[Text excerpt]
** Start **
[<prev] [next>] [<thread-prev] [thread-next>] [day] [month] [year] [list]
Message-ID: <02091b4b-de85-457d-993e-0548f788f4a1@uwaterloo.ca>
Date: Fri, 16 Aug 2024 16:03:26 -0400
From: Martin Karsten <mkarsten@...terloo.ca>
To: Willem de Bruijn <willemdebruijn.kernel@...il.com>,
Joe Damato <jdamato@...tly.com>
Cc: Samiullah Khawaja <skhawaja@...gle.com>,
Stanislav Fomichev <sdf@...ichev.me>, netdev@...r.kernel.org,
amritha.nambiar@...el.com, sridhar.samudrala@...el.com,
Alexander Lobakin <aleksander.lobakin@...el.com>,
Alexander Viro <viro@...iv.linux.org.uk>, Breno Leitao <leitao@...ian.org>,
Christian Brauner <brauner@...nel.org>,
Daniel Borkmann <daniel@...earbox.net>, "David S. Miller"
<davem@...emloft.net>, Eric Dumazet <edumazet@...gle.com>,
Jakub Kicinski <kuba@...nel.org>, Jan Kara <jack@...e.cz>,
Jiri Pirko <jiri@...nulli.us>, Johannes Berg <johannes.berg@...el.com>,
Jonathan Corbet <corbet@....net>,
"open list:DOCUMENTATION" <linux-doc@...r.kernel.org>,
"open list:FILESYSTEMS (VFS and infrastructure)"
** End **
[Given information]
** Start **
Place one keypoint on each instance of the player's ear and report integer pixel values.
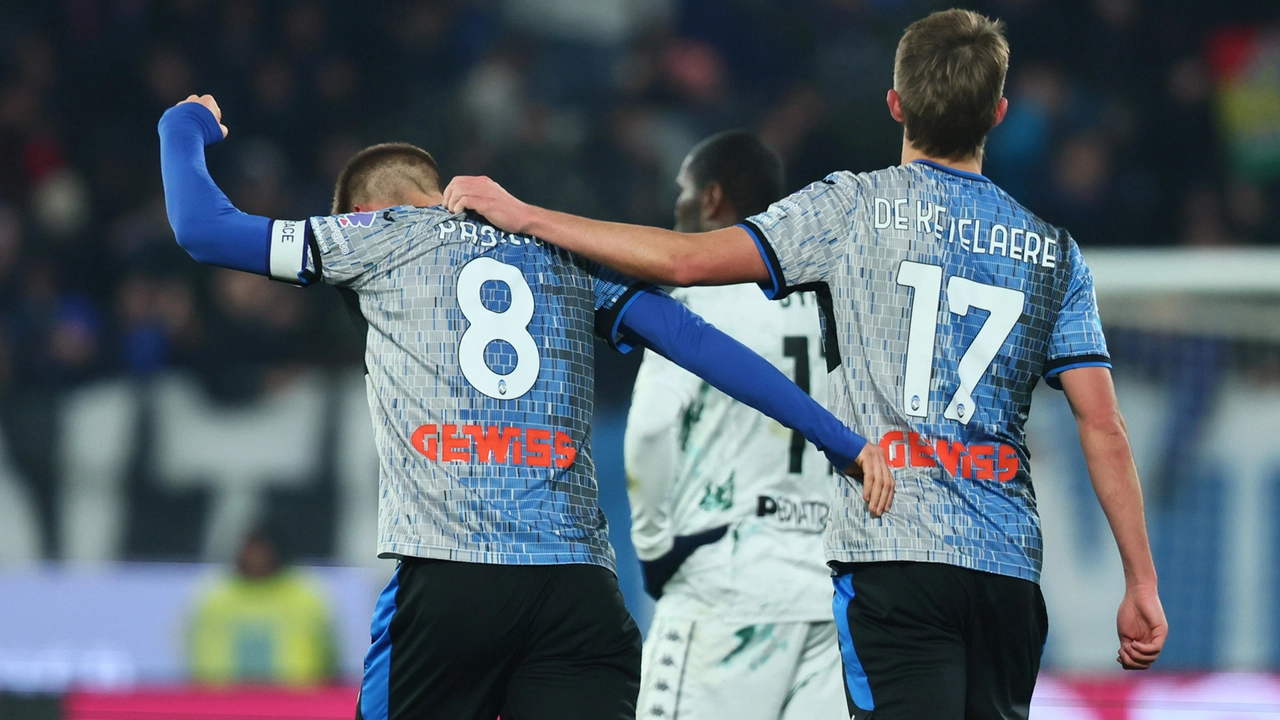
(712, 200)
(1001, 108)
(895, 104)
** End **
According to the mailing-list message header, on what date was the message sent?

Friday, August 16, 2024